— Start of Records shown —
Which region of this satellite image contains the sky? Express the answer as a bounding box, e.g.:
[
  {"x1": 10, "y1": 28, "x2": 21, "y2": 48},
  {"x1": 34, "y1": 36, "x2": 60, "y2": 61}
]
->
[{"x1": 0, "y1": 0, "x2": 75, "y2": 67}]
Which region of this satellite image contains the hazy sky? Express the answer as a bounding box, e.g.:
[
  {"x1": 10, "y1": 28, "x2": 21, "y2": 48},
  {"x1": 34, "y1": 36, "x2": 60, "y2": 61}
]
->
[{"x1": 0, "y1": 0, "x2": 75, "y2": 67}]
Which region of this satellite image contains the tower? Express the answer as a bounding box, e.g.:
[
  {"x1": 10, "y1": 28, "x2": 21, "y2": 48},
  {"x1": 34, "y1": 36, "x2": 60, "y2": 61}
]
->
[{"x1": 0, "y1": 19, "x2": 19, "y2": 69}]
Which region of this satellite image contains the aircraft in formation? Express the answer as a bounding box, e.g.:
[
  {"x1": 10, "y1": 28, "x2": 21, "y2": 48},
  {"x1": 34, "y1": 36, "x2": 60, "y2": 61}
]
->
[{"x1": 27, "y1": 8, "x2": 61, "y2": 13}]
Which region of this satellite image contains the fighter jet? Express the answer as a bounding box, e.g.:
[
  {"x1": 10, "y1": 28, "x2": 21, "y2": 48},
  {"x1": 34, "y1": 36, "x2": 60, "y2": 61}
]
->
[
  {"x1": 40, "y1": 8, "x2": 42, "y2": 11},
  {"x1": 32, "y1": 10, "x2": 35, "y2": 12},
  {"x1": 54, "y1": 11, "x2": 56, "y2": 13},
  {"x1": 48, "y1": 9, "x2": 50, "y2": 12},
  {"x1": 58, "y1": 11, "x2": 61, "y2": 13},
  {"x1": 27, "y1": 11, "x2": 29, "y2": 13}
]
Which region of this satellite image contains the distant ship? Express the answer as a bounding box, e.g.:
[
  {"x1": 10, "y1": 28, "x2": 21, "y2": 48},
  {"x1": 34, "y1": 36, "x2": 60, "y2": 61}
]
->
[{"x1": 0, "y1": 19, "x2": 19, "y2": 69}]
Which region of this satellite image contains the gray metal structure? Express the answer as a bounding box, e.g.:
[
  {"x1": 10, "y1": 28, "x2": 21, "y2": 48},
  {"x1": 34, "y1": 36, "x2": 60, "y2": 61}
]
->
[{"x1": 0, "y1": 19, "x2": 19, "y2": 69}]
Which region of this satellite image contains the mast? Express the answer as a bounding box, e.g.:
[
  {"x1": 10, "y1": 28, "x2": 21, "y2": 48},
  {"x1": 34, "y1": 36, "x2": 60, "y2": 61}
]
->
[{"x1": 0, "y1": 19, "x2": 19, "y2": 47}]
— End of Records shown —
[Direction]:
Copy out every line of the listing above that contains the string "gray".

[Answer below]:
Which region of this satellite image contains the gray metal structure? Express the answer as a bounding box, e.g.:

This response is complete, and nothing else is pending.